Nano Research

Article Title

Long-term exposure to titanium dioxide nanoparticles promotes diet-induced obesity through exacerbating intestinal mucus layer damage and microbiota dysbiosis


titanium dioxide nanoparticles, nanosafety, obesity, mucus layer, gut microbiota


Titanium dioxide nanoparticles (TiO2-NPs) are commonly used as food additives, including some high-fat foods that are risk factors for obesity. However, little is known about the effects of chronic TiO2-NPs digestion in the population on high fat diet (HFD). Herein, we reported that TiO2-NPs exacerbated HFD-induced obesity by disruption of mucus layer and alterations of gut microbiota. Oral intake of TiO2-NPs significantly increased body weight, liver weight, and amount of adipose tissues, especially in HFD-fed mice. Mechanistic studies revealed TiO2-NPs induced colonic mucus layer disruption and obesity-related microbiota dysbiosis. The damage on mucus was demonstrated through down-regulation of Muc2 gene and the absorption of mucin protein by TiO2-NPs. Consequently, mucus layer damage combined microbiota dysbiosis escalated the low-grade systemic inflammation, which exacerbated HFD-induced obesity. In contrast, gut microbiota depletion eliminated these effects, indicating gut microbiota were necessary for TiO2-NPs-induced inflammation and obesity. All the results stated the alarming role of TiO2-NPs in the HFD-driven obesity and emphasized the reevaluating the health impacts of nanoparticles commonly used in daily life, particularly, in susceptible population.

* Your task:
List every keyword given for the titanium dioxide nanoparticle article above.

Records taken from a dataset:
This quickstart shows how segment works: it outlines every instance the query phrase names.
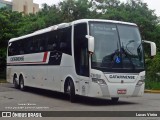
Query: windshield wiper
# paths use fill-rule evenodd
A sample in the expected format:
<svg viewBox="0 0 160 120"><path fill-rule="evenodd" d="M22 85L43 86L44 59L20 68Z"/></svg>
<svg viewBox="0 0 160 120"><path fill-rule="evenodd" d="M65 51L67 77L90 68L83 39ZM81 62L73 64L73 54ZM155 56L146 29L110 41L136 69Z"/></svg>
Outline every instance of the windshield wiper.
<svg viewBox="0 0 160 120"><path fill-rule="evenodd" d="M125 54L126 57L128 58L129 62L132 65L132 68L135 69L135 65L133 64L133 61L131 60L131 57L129 56L128 52L122 47L121 48L121 55ZM123 58L122 58L123 59ZM124 60L123 60L124 61Z"/></svg>

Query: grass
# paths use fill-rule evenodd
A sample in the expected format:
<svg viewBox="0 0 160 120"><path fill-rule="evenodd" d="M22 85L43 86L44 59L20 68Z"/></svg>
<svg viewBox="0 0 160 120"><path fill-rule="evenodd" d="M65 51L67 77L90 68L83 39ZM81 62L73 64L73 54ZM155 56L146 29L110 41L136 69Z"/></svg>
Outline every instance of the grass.
<svg viewBox="0 0 160 120"><path fill-rule="evenodd" d="M6 79L0 79L0 83L6 83Z"/></svg>
<svg viewBox="0 0 160 120"><path fill-rule="evenodd" d="M6 72L0 72L0 83L6 83Z"/></svg>
<svg viewBox="0 0 160 120"><path fill-rule="evenodd" d="M160 90L160 81L146 81L146 89Z"/></svg>

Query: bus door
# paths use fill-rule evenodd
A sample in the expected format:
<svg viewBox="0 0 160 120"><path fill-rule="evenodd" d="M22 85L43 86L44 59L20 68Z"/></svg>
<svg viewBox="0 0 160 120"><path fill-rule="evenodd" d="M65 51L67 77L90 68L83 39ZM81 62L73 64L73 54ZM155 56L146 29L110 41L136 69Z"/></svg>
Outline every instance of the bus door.
<svg viewBox="0 0 160 120"><path fill-rule="evenodd" d="M87 95L89 90L89 54L87 23L80 23L74 26L74 59L75 70L79 79L80 94Z"/></svg>

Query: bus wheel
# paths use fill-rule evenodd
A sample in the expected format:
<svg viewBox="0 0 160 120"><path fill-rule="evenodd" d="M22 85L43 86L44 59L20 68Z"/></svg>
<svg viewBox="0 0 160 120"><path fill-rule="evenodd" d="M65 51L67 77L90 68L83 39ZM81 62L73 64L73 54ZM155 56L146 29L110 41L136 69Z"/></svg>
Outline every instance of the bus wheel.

* Solution to the problem:
titanium dioxide nanoparticles, nanosafety, obesity, mucus layer, gut microbiota